That leads to my blue line.
Recall I mentioned the move up starting off an area I
was watching. I don't have the chart space to show this, but it was a solid
area similar to the last chart. The blue line recreates my set line lower
parallel, which was on the chart as it rolled off the top, marked by the 'H'
(in fact I had a duplicate trendline that was already on my chart as far back
as April). Notice the reaction up to the second 'S' on the right. This line has
a lot of significance to me. Notice how it was broken on the close? To me this
is noteworthy. Perhaps they backtest this line after a break of the 'neckline'.
The break back above the 'neckline' may have many thinking it was a headfake,
and then they reverse positions, only to be trapped once again.
Who knows,
but I'll surely be watching for such games in this illiquid summer time
trading. Or, maybe it just finds support in this area and up we go, to new
highs. Perhaps 'everyone' is right after all. I also have some key areas based
on the price action for the bounces up, so where those line up as things
unfold, and how those line up with the above scenarios, will help me find more
precise areas when the time comes. I wish I could show all this in here, but
it's just not possible.
Let's jump back to that rate index, on a daily
timeframe. I'll start with where we left off last month.

Set task:
Continue the trading commentary after its final sentence, "I'll start with where we left off last month." The items that follow have no connection to the trading commentary.

Data records:
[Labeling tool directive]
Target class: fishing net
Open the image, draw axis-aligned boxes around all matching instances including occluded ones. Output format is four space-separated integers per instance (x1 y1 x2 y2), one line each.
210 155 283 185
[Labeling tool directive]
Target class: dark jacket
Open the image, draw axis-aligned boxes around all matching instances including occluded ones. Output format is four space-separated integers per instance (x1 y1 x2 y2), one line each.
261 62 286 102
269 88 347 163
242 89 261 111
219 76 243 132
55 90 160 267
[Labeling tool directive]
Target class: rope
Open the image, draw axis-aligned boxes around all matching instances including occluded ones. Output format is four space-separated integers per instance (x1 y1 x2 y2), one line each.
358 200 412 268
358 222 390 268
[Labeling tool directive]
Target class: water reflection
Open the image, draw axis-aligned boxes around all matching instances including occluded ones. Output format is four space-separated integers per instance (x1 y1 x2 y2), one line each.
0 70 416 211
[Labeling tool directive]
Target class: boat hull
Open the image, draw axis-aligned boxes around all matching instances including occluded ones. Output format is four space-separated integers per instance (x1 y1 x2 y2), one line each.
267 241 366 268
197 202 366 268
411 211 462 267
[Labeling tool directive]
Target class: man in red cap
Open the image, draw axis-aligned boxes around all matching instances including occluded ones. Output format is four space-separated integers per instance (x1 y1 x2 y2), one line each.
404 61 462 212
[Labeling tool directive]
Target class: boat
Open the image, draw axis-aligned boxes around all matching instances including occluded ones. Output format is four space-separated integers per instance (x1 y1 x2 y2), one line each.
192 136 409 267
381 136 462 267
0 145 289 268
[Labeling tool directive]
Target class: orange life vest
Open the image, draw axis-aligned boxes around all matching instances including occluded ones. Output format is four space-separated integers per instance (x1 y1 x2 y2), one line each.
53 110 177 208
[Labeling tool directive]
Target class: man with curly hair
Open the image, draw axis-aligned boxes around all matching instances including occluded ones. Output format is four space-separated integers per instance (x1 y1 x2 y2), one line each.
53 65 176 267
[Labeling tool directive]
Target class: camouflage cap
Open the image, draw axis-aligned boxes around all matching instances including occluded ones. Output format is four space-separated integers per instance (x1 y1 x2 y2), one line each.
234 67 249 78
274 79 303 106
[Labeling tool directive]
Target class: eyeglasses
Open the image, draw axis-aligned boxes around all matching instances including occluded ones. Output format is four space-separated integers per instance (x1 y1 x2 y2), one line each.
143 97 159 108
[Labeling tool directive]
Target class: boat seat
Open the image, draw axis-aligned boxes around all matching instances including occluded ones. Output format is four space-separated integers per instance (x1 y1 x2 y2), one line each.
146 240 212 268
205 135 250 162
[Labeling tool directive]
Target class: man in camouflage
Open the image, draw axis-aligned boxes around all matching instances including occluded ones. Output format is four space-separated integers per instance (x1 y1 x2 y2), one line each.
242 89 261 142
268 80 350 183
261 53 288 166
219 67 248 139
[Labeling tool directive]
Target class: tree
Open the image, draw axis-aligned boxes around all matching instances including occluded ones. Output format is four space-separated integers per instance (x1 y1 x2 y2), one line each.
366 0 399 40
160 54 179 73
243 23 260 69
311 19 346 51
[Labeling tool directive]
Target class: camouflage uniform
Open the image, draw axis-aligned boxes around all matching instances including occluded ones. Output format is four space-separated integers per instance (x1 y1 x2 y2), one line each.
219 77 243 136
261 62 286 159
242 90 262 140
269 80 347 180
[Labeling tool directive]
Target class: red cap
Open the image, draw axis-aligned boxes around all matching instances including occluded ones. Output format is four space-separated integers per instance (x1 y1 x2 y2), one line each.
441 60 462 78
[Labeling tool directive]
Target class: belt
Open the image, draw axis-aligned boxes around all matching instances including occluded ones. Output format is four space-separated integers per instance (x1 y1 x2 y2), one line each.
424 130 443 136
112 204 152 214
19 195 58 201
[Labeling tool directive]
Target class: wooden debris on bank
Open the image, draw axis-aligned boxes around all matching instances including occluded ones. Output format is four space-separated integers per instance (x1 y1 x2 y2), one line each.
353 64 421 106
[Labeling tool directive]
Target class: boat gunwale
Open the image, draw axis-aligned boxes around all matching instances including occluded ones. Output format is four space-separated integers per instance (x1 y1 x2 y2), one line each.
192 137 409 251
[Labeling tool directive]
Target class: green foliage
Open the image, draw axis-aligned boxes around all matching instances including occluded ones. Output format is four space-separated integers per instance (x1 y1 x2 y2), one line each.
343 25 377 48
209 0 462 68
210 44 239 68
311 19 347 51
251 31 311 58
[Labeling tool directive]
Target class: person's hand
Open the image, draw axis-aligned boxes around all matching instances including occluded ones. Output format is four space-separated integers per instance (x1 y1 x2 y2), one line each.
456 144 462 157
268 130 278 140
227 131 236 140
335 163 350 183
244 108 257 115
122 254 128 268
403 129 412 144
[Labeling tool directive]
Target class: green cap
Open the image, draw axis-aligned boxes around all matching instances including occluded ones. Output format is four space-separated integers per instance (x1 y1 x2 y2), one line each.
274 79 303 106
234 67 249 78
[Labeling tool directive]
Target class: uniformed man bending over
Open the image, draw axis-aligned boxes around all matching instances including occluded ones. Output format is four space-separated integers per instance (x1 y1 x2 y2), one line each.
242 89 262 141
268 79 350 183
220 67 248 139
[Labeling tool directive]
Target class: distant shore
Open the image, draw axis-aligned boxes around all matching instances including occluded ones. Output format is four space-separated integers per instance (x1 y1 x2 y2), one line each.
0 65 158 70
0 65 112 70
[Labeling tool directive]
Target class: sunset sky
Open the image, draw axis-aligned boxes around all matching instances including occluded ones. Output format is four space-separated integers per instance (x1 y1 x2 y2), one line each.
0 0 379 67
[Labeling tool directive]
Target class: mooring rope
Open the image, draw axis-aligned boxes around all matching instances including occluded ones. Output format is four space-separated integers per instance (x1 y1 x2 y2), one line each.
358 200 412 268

Output of the exercise:
Now, here's
the rough sketch of what I thought might play out. Keep in mind, this was just
an approximation of one scenario that I was going to be watching for. I show
the rate index solely because I can get the data for it in here quite easily
(see my concluding remarks later for more on data). My preferred instrument of
choice for actually trading this would be the ZN futures contract, or the TLT,
or options on the TLT, depending on hold times and such. There are other
acceptable instruments besides these, too. Before we move on, I'll leave it to
the reader to go back to the monthly rate chart and see the 'context', as I
will discuss that with the next chart.
Let's see what happened from here.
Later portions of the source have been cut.